== Task prompt ==
Lay out the listing, from its start through the line containing "246 186 L 235", as a two-column CSV with the headers prompt_text and mask_outline. Give one row to each instruction and its outline, with each in a single quoted field and line breaks turned into spaces.
..............................
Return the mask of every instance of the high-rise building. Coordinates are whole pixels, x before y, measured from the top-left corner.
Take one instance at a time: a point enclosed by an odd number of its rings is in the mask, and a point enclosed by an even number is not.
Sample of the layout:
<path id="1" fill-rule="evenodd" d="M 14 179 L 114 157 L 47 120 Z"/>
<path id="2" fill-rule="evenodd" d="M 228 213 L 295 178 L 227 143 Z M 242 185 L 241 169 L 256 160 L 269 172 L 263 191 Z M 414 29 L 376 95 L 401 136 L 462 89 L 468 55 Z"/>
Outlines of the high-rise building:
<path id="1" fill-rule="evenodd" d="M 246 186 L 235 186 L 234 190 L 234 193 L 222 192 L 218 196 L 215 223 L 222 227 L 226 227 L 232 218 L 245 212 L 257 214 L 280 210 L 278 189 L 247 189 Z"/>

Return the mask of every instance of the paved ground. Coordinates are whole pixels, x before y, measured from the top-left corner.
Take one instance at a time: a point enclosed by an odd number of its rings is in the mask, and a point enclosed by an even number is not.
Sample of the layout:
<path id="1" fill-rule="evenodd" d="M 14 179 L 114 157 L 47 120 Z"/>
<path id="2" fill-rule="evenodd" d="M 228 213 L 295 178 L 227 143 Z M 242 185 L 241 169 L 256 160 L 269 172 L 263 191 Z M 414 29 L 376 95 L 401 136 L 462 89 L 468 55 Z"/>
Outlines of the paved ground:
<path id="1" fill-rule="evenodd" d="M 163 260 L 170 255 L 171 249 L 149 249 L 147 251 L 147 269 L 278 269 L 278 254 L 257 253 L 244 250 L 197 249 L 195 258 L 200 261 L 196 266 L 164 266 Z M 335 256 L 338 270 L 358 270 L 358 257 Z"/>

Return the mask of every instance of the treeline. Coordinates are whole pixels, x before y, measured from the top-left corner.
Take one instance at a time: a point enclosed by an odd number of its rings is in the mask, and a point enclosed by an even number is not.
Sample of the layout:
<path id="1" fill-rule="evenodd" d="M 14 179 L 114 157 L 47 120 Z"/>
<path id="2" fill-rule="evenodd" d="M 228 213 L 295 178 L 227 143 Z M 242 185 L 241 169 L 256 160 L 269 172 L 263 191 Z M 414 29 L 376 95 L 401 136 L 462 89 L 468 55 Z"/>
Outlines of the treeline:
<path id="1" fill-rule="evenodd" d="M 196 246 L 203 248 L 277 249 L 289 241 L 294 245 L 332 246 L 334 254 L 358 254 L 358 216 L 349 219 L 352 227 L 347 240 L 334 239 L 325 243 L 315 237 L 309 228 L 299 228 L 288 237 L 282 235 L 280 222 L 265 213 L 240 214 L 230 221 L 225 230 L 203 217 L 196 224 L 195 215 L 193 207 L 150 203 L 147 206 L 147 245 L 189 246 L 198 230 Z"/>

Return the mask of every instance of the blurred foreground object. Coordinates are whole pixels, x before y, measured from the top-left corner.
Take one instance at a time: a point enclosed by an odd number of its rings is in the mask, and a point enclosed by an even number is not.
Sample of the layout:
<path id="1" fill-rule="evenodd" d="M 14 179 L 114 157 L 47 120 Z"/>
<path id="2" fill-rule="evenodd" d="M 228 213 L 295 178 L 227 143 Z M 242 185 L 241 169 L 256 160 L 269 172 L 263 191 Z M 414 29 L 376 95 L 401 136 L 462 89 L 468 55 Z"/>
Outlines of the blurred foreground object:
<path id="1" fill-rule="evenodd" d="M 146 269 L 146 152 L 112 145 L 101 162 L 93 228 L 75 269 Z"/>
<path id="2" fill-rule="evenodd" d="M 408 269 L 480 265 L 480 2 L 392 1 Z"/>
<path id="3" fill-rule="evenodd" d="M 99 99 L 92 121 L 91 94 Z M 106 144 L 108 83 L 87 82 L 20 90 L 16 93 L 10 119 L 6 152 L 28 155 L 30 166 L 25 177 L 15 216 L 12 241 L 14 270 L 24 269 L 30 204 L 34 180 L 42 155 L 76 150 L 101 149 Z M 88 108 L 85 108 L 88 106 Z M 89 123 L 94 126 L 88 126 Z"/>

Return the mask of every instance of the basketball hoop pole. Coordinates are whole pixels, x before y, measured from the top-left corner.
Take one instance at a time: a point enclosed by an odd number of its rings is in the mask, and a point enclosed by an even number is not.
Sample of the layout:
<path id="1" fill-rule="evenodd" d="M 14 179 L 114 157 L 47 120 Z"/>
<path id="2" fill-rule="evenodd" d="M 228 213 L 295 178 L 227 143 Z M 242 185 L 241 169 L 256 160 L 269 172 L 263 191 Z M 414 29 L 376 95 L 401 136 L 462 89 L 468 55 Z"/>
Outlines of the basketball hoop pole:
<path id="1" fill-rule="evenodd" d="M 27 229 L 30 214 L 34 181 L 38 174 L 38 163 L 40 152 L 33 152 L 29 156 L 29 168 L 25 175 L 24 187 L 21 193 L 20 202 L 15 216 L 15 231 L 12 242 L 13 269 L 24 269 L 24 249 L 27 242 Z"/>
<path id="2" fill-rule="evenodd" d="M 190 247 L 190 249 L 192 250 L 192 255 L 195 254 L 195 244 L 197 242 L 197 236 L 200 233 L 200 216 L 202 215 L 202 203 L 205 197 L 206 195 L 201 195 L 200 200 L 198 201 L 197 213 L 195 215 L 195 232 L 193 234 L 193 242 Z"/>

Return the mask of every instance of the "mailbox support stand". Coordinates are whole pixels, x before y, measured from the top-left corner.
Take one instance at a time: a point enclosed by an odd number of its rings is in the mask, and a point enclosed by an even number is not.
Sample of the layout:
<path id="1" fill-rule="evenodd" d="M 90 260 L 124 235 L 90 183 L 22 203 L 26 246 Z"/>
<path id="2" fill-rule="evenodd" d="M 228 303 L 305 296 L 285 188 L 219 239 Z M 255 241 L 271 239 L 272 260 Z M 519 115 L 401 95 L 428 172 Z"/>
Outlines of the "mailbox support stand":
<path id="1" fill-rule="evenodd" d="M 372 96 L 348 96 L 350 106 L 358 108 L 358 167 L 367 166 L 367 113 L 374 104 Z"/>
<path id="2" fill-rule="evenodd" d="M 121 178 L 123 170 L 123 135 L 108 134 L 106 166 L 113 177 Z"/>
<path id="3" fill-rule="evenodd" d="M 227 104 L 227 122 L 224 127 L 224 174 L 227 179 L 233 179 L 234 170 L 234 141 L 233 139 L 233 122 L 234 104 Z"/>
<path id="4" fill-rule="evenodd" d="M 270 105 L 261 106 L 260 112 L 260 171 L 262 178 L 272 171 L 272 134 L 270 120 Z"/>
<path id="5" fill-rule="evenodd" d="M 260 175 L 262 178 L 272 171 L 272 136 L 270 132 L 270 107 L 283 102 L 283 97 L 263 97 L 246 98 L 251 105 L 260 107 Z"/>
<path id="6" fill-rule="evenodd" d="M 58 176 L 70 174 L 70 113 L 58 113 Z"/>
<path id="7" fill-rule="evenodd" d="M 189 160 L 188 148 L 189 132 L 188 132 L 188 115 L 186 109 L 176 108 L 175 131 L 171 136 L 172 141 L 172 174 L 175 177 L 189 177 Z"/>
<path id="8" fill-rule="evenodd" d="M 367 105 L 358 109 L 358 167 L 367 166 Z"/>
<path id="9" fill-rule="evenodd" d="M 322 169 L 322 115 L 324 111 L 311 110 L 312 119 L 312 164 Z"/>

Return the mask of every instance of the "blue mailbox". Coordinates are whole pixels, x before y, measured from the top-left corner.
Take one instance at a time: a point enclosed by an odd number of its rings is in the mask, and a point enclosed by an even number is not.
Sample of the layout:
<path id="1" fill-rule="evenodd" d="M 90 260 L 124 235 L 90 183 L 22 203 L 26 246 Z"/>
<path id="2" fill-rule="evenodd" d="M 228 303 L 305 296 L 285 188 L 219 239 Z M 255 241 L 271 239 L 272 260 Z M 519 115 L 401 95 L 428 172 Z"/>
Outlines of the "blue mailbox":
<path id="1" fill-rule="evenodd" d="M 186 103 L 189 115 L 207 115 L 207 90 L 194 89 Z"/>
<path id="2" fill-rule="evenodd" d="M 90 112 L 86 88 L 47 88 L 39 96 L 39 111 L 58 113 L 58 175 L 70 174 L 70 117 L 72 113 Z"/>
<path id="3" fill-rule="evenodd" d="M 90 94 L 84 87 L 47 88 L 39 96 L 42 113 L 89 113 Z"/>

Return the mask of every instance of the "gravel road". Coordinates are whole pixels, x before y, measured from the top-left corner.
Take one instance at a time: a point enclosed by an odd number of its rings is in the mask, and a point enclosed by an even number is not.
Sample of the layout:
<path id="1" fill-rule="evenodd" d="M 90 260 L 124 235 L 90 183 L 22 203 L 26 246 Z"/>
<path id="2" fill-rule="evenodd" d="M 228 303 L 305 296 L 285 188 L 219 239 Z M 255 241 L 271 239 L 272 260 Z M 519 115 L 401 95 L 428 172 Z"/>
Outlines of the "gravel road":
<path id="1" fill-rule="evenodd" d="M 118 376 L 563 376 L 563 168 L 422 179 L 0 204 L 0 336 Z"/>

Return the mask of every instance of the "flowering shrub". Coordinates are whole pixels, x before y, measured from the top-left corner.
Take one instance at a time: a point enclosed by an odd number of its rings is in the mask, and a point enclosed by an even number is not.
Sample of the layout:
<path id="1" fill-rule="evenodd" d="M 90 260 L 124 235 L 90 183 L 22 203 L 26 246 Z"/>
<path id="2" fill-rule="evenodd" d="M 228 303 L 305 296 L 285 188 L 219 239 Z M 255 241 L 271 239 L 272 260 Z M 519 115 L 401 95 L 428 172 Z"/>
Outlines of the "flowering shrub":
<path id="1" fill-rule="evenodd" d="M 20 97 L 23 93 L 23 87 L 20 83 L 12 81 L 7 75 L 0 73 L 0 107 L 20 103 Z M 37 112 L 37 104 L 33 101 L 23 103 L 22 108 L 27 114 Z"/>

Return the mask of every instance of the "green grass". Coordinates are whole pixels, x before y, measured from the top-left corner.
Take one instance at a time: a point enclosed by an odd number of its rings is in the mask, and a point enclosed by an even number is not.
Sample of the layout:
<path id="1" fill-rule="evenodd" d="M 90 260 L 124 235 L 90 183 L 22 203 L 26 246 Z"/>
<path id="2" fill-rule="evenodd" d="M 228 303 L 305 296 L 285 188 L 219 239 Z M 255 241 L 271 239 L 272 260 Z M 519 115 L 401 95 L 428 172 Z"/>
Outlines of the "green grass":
..............................
== The answer ==
prompt_text,mask_outline
"Return the mask of every instance of the high-rise building. Coordinates are whole pixels, x before y, measured from the top-left corner. Take one instance at a time: a point enclosed by an odd number of its rings is in the mask, and a point enclosed by an even number is not. Sample of the layout: <path id=""1"" fill-rule=""evenodd"" d=""M 14 179 L 114 157 L 47 120 Z""/> <path id=""2"" fill-rule=""evenodd"" d=""M 228 213 L 295 178 L 227 143 Z M 242 185 L 241 169 L 256 160 L 269 172 L 263 191 Z M 414 29 L 376 95 L 401 136 L 462 89 L 468 55 Z""/> Outlines of the high-rise building:","<path id=""1"" fill-rule=""evenodd"" d=""M 246 186 L 235 186 L 234 190 L 234 193 L 222 192 L 218 196 L 215 223 L 222 227 L 226 227 L 232 218 L 245 212 L 257 214 L 280 210 L 278 189 L 247 189 Z""/>"